Sakarya Üniversitesi (SAÜ) Türk – Ermeni İlişkileri Araştırma Merkezi Müdürü Prof. Dr. Haluk Selvi, "Millet-i Sadıka’da İsyan: Ermeni Komitacılar’ın Gizli Mektupları" adlı kitabında, Ermeni komitacıların aralarındaki yazışmaları topladı.
Ermeni komitalarının 1878-1923 yılları arasındaki eylemlerini, faaliyetlerini, çalışma yöntemlerini içeren kitap, Osmanlı Arşivi’nden elde edilen ve bugüne kadar yayınlanmamış olan 100 mektuptan oluşuyor. Kitapta, Ermeni komitacıların kimi zaman eylemlerini planlamak, kimi zaman silahlanmak, kimi zaman da cemiyete parasal destek sağlamak için haberleşmelerinin detayları yer alıyor.
Prof. Dr. Selvi, yaptığı açıklamada, 10 yıldır Ermeni meselesiyle ilgili belge, bilgi ve dokümanların birçoğunu incelediğini söyledi.
Selvi, "Araştırmalarımızla itirafnamelere ve mektuplara ulaştık. Amaç ‘Tehcir neden gerçekleştirildi?’ sorusuna cevap bulmaktır. 1915 yılında Ermeniler durduk yere Osmanlı’nın sadık bir tebaası olarak mı tehcir edilip, göçe tabi tutuldular, yoksa bir bağımsızlık hareketi mi vardı? Bunun cevabını aramaya çalıştık arşiv belgelerinde. Hem itirafnamelerde, hem de mektuplarda gördük ki; Ermeniler gerçekten bir bağımsızlık düşüncesi içindeler. Osmanlı’dan ayrılıp bağımsız bir devlet kurma düşüncesiyle hareket etmişler. Birinci Dünya Savaşı’nı fırsat bilerek bu bağımsızlık düşüncesini ihtilal halinde organize bir şekilde uygulamaya koymuşlar. İngiltere, Fransa ve Rusya, Osmanlı’nın karşı cephesinde yer aldığı için onların bu eylemlerini desteklemiştir" dedi.
Araştırmaları sırasında savaş boyunca ABD’deki Ermenilerin varlarını yoklarını Amerika ve İngiltere uğruna harcadıklarına dair bilgiler edindiğine dikkati çeken Haluk Selvi, "Düşünceleri, ‘İngiltere ve Fransa Osmanlı’yı mağlup etsin, biz de nihai hedefimize ulaşalım.’ Bu mektuplar Osmanlı’nın Ermenileri tehcir etmesinde ki haklı gerekçeleri ortaya koyuyor" dedi.

*Görev Koşulları*:
Seçilen metne göre kitap, Osmanlı Arşivi'nden elde edilen kaç mektuptan oluşuyor?

*Kayıt Alıntıları*:
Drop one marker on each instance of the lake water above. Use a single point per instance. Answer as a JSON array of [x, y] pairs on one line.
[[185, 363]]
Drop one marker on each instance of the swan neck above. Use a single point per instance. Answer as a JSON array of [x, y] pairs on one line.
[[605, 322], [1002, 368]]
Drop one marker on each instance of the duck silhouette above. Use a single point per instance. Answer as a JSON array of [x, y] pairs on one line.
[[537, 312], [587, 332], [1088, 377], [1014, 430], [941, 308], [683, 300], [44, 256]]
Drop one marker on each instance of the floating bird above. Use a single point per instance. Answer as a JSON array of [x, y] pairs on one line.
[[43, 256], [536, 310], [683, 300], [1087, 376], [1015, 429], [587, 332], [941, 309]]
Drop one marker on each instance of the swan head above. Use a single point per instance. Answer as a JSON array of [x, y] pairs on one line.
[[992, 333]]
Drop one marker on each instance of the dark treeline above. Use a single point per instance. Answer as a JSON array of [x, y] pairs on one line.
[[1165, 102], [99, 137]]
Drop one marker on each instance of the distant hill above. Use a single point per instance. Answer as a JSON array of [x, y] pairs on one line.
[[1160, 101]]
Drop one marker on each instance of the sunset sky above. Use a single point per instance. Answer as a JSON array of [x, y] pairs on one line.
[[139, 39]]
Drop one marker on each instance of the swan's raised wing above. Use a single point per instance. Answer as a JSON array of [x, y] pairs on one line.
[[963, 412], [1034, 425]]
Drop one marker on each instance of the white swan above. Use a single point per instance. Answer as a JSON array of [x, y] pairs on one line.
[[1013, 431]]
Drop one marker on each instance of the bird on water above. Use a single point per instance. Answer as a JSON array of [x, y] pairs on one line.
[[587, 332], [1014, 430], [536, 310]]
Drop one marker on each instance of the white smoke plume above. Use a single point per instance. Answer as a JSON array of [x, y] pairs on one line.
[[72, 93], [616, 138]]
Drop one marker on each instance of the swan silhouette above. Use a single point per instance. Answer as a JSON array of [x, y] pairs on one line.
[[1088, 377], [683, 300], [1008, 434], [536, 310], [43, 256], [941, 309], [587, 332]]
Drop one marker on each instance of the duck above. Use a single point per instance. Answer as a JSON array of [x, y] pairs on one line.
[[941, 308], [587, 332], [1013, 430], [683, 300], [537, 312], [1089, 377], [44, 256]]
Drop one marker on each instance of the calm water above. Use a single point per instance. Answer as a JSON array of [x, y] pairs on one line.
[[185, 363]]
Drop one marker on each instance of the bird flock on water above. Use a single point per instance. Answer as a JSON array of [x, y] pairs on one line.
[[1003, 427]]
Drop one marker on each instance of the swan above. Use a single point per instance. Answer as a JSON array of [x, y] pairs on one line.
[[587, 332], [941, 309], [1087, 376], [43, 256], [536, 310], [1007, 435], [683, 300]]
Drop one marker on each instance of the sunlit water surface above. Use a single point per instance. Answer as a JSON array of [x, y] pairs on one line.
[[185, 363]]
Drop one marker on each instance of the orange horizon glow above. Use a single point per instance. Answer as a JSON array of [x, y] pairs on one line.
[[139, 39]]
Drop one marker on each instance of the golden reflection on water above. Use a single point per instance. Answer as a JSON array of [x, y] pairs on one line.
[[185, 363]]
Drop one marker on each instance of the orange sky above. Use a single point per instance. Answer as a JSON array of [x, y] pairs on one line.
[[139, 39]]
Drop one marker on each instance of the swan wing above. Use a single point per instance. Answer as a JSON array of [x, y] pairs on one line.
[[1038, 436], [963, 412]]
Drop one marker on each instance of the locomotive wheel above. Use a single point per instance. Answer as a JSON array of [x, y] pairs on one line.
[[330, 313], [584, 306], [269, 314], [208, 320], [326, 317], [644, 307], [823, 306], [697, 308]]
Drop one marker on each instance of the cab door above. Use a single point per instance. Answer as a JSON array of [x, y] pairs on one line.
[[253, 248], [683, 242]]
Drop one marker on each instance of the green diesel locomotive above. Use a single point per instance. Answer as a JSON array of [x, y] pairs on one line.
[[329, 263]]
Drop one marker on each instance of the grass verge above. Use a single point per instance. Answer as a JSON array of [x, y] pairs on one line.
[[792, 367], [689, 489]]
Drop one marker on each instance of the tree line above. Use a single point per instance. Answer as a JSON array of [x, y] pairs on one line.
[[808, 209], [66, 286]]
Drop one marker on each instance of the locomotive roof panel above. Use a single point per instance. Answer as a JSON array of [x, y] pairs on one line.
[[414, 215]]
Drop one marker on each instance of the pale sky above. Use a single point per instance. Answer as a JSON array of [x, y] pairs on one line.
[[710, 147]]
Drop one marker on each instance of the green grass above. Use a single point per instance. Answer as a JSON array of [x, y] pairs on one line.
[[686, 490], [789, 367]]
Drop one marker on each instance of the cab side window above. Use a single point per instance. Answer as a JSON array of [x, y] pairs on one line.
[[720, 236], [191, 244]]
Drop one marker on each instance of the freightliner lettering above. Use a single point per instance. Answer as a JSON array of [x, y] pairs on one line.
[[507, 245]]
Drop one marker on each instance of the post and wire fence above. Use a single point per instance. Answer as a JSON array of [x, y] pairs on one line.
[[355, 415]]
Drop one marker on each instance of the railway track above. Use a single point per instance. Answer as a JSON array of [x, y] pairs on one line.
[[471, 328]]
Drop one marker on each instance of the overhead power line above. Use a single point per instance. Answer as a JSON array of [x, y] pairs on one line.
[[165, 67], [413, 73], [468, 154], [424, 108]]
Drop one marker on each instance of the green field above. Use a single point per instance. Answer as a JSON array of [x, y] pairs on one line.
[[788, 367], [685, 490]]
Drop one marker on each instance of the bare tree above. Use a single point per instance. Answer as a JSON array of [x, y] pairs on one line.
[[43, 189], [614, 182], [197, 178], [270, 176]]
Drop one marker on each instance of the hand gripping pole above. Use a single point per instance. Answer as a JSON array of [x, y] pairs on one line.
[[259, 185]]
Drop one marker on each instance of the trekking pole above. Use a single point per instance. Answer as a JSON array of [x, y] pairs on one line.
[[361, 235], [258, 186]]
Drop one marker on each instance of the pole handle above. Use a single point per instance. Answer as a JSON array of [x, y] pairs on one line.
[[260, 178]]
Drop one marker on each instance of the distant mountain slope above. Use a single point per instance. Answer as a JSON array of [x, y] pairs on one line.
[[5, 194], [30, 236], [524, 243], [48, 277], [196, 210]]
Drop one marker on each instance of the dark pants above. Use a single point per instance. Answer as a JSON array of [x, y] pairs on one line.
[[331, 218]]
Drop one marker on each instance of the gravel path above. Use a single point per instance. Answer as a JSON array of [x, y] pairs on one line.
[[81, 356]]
...
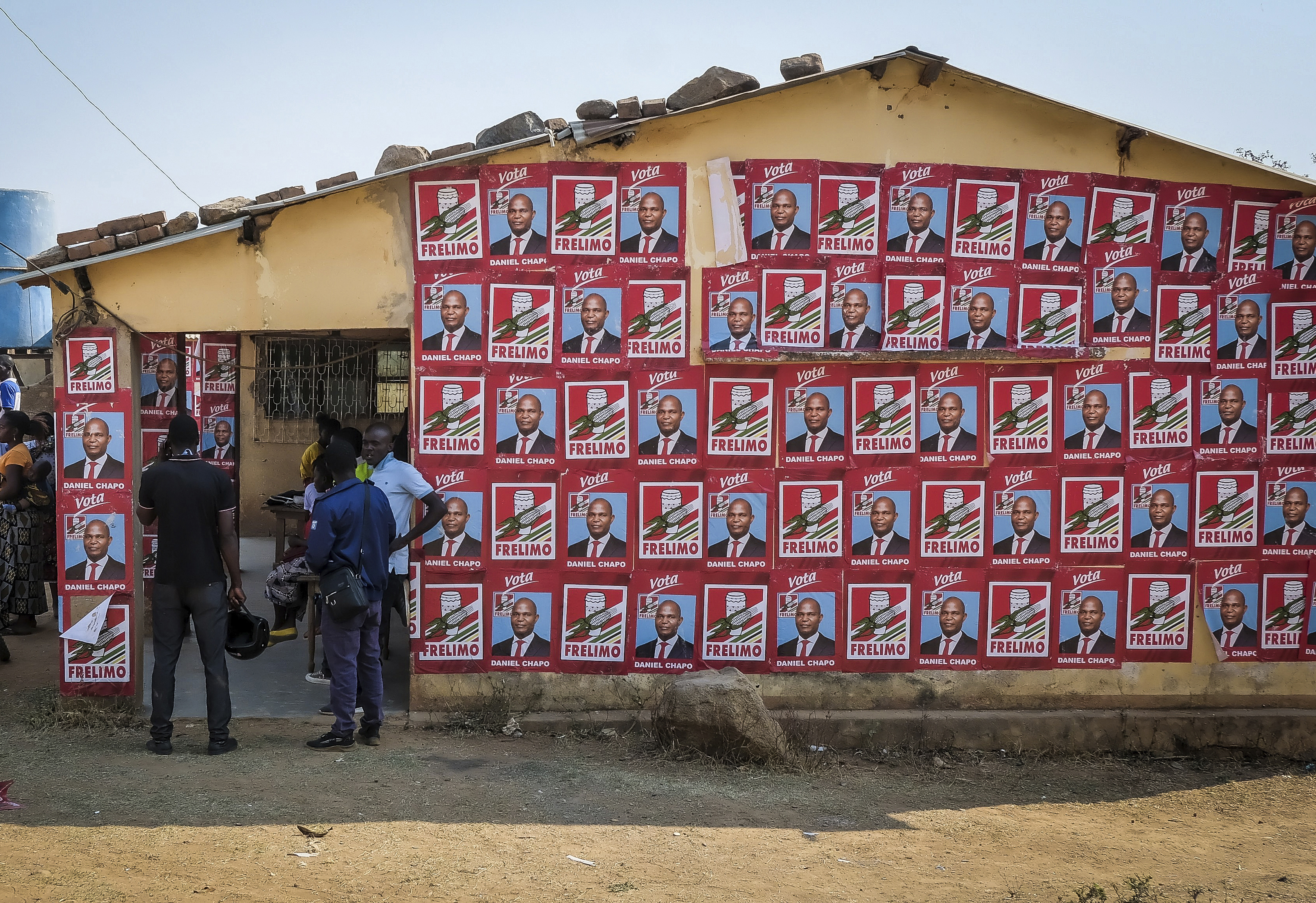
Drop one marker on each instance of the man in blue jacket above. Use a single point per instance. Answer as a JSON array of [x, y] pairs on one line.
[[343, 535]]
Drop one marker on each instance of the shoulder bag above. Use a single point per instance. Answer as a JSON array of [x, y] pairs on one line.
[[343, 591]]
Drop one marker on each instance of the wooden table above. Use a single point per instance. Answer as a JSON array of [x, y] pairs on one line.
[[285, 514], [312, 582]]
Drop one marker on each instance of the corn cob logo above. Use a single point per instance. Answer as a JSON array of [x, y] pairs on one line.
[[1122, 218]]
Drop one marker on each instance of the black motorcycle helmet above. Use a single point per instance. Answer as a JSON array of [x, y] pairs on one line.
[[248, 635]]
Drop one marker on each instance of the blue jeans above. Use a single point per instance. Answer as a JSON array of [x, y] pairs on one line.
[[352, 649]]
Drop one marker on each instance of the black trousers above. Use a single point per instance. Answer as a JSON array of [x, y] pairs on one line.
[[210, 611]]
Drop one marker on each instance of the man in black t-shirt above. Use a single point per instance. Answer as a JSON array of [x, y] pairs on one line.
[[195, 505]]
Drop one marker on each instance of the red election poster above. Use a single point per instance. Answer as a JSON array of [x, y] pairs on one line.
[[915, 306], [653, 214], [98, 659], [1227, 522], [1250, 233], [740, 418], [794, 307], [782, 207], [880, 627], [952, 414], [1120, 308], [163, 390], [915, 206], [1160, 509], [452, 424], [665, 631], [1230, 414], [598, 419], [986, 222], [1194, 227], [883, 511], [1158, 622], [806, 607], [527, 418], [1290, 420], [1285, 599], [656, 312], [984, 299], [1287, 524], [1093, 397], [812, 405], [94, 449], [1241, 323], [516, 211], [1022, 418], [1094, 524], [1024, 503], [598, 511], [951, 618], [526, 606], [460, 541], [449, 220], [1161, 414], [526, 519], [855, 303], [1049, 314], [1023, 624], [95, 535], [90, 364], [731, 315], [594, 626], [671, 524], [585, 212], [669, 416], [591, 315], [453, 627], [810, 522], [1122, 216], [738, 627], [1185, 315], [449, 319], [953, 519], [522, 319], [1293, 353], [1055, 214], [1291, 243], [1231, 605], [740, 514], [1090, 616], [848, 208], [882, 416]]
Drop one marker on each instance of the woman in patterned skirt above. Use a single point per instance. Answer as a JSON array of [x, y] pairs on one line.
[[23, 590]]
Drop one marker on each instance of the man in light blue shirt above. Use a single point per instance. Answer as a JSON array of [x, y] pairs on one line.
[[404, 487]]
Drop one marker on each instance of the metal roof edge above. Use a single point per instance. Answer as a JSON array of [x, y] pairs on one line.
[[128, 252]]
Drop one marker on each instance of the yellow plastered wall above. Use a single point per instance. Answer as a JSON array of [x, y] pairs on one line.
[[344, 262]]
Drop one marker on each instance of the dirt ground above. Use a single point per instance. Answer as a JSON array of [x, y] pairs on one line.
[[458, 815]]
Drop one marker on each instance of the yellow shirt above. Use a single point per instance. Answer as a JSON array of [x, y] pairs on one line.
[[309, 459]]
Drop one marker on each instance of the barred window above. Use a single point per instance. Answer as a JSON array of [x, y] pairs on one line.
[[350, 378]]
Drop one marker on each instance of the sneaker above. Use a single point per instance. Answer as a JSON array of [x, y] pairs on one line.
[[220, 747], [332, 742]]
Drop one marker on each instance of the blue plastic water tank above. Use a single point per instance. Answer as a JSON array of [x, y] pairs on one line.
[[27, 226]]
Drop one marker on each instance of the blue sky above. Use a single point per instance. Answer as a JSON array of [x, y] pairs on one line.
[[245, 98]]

*Alıştırma Cevabı*:
Bugüne kadar yayınlanmamış 100 mektuptan oluşuyor.